Directions for this task: Which lines run from the one containing "Where can you see the green" through the last line of the records? Copy them exactly, leaving pictures out.

Records from a data source:
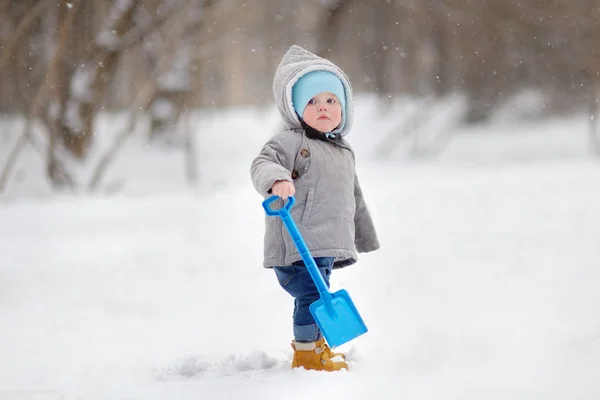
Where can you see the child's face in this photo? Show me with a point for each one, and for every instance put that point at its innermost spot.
(323, 112)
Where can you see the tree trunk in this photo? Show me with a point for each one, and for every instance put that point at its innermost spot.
(90, 80)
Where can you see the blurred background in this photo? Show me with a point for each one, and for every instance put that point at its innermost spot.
(65, 65)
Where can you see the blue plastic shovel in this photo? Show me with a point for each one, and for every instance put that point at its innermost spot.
(335, 313)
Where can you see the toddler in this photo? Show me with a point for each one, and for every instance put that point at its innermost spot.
(312, 161)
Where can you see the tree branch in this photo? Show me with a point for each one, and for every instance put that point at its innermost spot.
(35, 12)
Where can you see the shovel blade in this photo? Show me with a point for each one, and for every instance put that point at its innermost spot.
(338, 318)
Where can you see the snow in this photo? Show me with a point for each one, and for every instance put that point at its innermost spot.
(487, 284)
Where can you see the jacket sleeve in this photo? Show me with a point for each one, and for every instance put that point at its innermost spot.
(274, 163)
(365, 239)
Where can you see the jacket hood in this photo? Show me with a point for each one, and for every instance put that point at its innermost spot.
(296, 62)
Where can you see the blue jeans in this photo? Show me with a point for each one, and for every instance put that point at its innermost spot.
(296, 280)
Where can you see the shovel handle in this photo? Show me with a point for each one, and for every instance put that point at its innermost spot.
(289, 223)
(274, 213)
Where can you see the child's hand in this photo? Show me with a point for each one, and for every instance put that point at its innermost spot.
(283, 189)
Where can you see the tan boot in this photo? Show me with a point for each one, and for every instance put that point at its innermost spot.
(328, 350)
(316, 356)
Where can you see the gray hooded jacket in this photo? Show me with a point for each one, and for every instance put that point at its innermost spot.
(330, 210)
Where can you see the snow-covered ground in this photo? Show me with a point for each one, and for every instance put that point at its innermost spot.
(487, 285)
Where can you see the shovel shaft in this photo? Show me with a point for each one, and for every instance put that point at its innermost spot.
(309, 261)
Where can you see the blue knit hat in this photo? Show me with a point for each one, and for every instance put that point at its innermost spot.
(313, 83)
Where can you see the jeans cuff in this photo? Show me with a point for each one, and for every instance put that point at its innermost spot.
(307, 333)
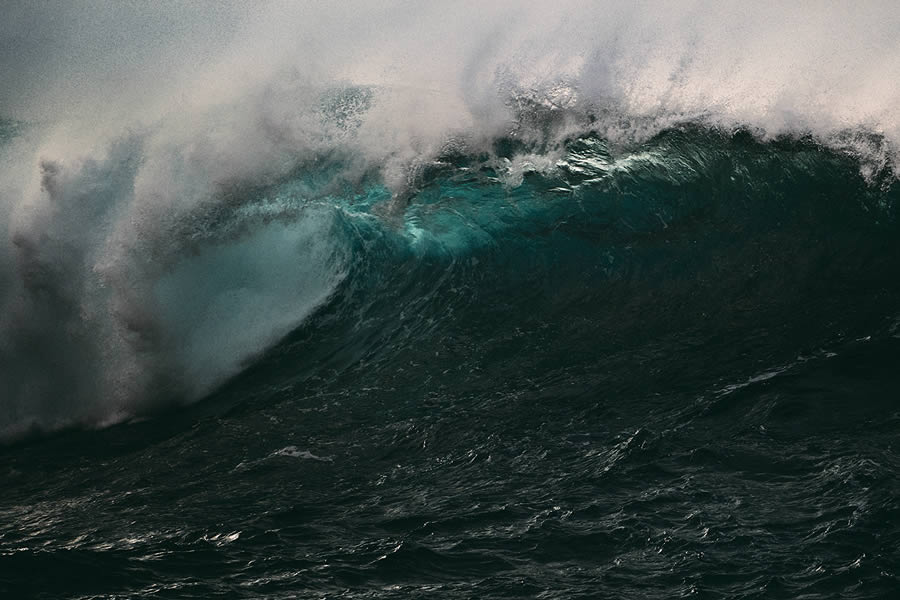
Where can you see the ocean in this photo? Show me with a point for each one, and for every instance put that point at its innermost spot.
(573, 319)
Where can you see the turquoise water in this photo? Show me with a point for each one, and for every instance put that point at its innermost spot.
(590, 371)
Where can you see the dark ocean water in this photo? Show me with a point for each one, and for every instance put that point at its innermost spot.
(660, 371)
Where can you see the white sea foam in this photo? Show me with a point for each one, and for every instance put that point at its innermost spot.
(119, 286)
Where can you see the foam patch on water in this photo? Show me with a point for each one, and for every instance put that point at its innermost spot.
(136, 267)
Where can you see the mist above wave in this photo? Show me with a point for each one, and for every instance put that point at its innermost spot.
(138, 263)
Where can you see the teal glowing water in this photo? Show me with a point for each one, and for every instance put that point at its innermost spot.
(657, 371)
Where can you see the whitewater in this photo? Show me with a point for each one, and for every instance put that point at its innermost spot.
(407, 299)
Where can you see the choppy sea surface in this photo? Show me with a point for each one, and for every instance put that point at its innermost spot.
(653, 371)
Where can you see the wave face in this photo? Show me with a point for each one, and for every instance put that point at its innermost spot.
(579, 302)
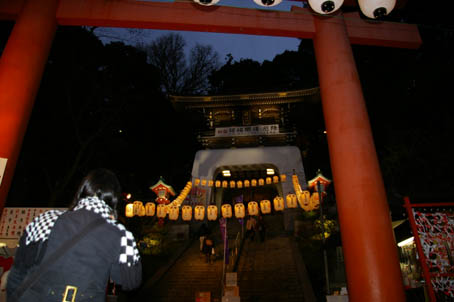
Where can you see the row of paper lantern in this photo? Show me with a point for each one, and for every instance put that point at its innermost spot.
(306, 201)
(226, 184)
(240, 183)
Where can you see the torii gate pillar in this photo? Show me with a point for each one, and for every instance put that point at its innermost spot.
(21, 68)
(372, 264)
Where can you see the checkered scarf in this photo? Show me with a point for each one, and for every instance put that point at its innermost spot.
(40, 228)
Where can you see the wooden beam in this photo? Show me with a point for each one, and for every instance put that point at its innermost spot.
(376, 33)
(188, 16)
(9, 10)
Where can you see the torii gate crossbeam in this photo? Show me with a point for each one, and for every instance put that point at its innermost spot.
(372, 265)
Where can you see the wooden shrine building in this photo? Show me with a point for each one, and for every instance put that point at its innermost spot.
(247, 137)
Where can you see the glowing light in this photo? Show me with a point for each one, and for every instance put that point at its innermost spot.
(407, 241)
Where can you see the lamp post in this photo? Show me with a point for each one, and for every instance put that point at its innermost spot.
(319, 183)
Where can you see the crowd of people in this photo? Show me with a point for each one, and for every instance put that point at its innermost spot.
(254, 225)
(82, 251)
(76, 254)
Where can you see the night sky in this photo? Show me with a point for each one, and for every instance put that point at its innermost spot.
(408, 95)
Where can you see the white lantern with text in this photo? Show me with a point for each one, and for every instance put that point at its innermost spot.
(304, 199)
(291, 201)
(137, 206)
(278, 203)
(129, 210)
(199, 212)
(186, 213)
(240, 210)
(174, 212)
(253, 208)
(150, 208)
(161, 211)
(212, 212)
(226, 211)
(265, 206)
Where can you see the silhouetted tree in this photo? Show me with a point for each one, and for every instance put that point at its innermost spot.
(179, 75)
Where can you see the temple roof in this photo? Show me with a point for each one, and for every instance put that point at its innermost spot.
(248, 99)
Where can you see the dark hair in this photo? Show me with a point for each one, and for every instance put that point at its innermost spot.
(101, 183)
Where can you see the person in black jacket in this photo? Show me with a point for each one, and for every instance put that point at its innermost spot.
(107, 252)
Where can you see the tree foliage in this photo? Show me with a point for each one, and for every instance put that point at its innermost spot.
(179, 75)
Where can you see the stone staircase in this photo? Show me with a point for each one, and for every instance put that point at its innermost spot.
(266, 271)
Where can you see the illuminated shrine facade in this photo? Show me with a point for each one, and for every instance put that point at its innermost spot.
(252, 137)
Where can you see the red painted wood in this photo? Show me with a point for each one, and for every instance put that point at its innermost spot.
(370, 252)
(422, 257)
(188, 16)
(21, 67)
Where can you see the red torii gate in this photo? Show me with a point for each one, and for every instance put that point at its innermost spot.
(370, 253)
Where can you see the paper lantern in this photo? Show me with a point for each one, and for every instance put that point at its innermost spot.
(161, 211)
(150, 208)
(212, 212)
(174, 212)
(265, 206)
(240, 211)
(186, 213)
(315, 201)
(304, 200)
(142, 211)
(226, 210)
(278, 203)
(253, 208)
(199, 212)
(291, 201)
(129, 210)
(137, 205)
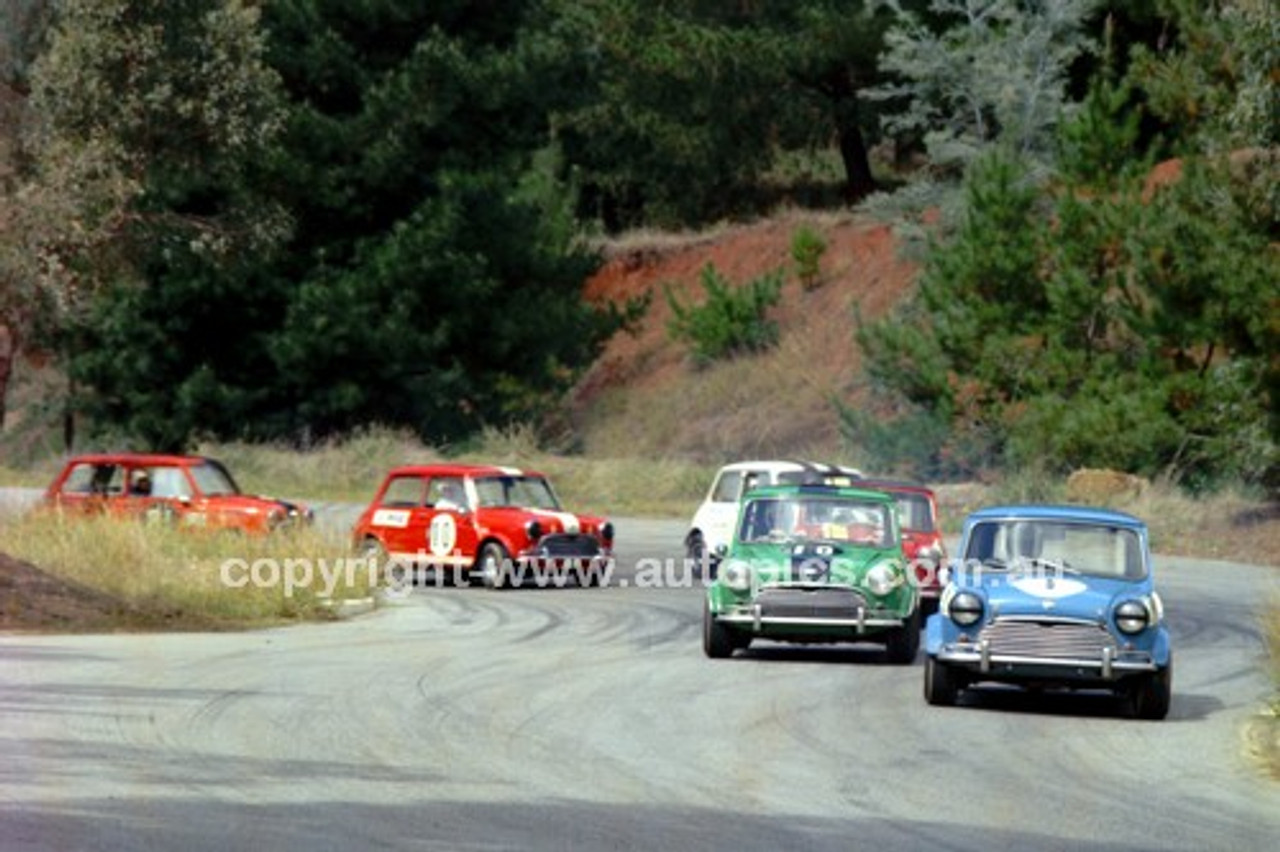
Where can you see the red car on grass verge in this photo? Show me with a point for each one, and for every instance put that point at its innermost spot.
(190, 490)
(488, 523)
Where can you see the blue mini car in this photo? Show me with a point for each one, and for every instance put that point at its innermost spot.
(1052, 596)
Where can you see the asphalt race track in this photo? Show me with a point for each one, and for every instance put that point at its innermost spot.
(589, 719)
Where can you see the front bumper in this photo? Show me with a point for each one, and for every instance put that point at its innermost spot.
(818, 609)
(1110, 664)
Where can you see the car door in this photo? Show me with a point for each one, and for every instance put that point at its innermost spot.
(397, 520)
(85, 488)
(448, 520)
(720, 513)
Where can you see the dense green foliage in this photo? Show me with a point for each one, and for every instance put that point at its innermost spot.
(1096, 320)
(685, 104)
(731, 320)
(297, 218)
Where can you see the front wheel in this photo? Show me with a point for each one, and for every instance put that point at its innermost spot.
(904, 642)
(717, 640)
(494, 566)
(941, 686)
(1150, 696)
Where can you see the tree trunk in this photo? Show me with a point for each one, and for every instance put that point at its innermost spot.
(859, 182)
(8, 353)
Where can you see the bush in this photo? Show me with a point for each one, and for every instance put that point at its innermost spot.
(807, 251)
(731, 320)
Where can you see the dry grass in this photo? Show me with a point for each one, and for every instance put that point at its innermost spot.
(1264, 731)
(163, 575)
(351, 470)
(347, 470)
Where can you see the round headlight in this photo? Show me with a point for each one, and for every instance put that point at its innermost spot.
(1132, 617)
(882, 578)
(965, 609)
(931, 553)
(736, 575)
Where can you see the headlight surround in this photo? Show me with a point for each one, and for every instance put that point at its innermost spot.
(736, 575)
(931, 553)
(1133, 617)
(883, 578)
(965, 609)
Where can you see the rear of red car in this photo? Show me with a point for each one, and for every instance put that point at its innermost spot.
(922, 534)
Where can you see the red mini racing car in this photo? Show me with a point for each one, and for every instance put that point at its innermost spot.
(494, 525)
(922, 534)
(191, 490)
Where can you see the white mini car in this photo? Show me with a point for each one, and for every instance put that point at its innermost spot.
(712, 527)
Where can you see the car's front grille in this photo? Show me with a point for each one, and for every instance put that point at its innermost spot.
(809, 603)
(1046, 639)
(568, 544)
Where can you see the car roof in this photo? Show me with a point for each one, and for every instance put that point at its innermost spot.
(1055, 512)
(895, 485)
(152, 459)
(786, 466)
(460, 470)
(821, 490)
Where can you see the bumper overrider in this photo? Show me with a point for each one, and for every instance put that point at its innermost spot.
(292, 514)
(567, 550)
(824, 608)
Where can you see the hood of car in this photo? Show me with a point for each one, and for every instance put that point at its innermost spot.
(551, 521)
(247, 504)
(812, 562)
(914, 541)
(1064, 595)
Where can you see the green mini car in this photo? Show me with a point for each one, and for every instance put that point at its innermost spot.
(814, 564)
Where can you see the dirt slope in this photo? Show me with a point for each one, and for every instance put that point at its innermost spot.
(644, 397)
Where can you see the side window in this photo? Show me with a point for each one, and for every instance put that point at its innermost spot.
(80, 480)
(169, 482)
(106, 480)
(727, 488)
(403, 491)
(447, 493)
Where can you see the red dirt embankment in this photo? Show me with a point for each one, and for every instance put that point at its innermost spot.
(645, 397)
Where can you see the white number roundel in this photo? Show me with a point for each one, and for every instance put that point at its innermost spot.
(443, 535)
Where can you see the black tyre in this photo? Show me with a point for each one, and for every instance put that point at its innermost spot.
(904, 644)
(941, 685)
(494, 566)
(718, 641)
(1150, 695)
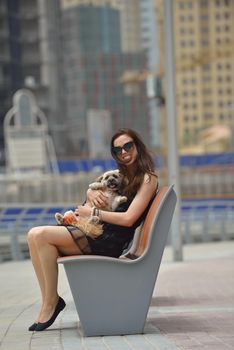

Expected output:
Where can you see the green mini car in this photo? Show me with a point for each one, and for every instance put that point at its innermost spot.
(814, 564)
Where can you see the dirt slope in this photo? Show me with a point for each one, and for every instance put that point at its innermost spot.
(644, 397)
Where can you see the side window in this photo? Show me with a point for each one, and for every instance put that point at its innermost spot.
(80, 480)
(169, 482)
(106, 480)
(727, 488)
(403, 491)
(447, 493)
Where can you see the red dirt embankment in this photo? Show me with a point for each one, and for every instance put that point at its innermost spot.
(645, 397)
Where can you see the white number roundel in this photo? Show me with a point for each one, and for every instance put that point at its innermost spot.
(443, 535)
Where can you see the black tyre in this photo? Show me with a point for each one, and for every instance put that point at its innermost spot.
(904, 644)
(941, 685)
(494, 566)
(718, 641)
(1150, 695)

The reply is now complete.